(Recorded information)

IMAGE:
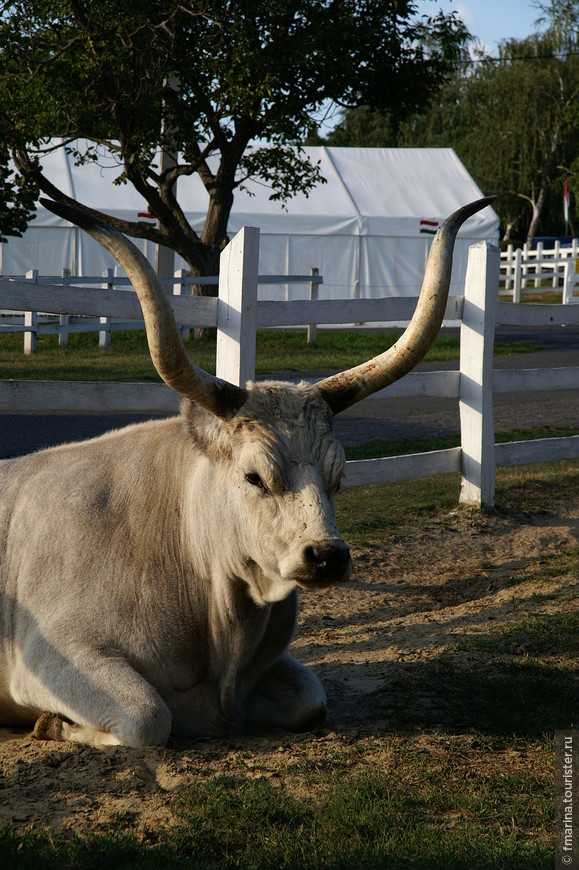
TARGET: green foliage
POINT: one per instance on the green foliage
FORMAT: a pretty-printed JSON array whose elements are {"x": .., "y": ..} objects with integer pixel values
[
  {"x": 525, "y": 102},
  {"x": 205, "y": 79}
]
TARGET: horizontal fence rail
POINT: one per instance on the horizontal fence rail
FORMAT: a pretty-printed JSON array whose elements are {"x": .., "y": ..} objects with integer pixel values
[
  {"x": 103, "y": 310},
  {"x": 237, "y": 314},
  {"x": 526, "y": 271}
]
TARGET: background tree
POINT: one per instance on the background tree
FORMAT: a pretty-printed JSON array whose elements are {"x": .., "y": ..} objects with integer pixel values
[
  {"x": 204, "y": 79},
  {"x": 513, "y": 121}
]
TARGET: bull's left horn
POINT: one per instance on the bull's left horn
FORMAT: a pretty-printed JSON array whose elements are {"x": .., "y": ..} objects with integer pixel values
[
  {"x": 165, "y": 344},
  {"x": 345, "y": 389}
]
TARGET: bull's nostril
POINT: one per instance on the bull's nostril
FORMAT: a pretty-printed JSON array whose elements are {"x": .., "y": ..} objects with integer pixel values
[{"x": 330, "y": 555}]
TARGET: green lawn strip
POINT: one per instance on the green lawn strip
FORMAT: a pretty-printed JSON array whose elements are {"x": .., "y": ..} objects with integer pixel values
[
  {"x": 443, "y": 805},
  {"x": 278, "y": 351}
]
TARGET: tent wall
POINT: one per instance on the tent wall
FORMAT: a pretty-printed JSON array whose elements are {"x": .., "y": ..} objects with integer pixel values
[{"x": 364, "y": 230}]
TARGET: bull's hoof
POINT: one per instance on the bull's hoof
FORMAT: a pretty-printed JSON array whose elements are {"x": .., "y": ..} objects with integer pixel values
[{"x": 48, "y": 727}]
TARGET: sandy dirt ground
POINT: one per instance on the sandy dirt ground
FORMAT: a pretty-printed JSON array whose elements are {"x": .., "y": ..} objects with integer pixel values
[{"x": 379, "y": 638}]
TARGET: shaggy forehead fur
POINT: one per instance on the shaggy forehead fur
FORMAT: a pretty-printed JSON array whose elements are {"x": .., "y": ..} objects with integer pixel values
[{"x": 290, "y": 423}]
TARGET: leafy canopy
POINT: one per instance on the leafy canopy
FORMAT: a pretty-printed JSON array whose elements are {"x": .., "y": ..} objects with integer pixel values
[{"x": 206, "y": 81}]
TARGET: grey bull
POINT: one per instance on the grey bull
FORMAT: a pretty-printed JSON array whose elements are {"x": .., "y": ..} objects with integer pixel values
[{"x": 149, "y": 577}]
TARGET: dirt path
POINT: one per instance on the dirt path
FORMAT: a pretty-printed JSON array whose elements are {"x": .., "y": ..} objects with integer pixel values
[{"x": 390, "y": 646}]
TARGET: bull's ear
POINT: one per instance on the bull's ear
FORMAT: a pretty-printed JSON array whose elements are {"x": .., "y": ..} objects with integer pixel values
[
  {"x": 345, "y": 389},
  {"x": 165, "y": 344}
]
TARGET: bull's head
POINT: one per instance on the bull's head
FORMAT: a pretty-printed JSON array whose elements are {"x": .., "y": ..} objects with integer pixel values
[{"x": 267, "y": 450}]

(End Recorded information)

## Problem statement
All lines with the word "bull" should be copied from the material above.

## Exercise response
TARGET: bull's left horn
POINT: one per instance on the bull's left horn
TARGET: bull's nostril
POINT: one per instance on the bull's nostril
TARGET: bull's hoof
POINT: one per instance on the bull's hoof
TARGET: grey bull
POINT: one per instance on the grey bull
TARGET: bull's ear
POINT: one per instance on the bull's ear
TARGET: bull's head
POINT: one per instance on the bull's head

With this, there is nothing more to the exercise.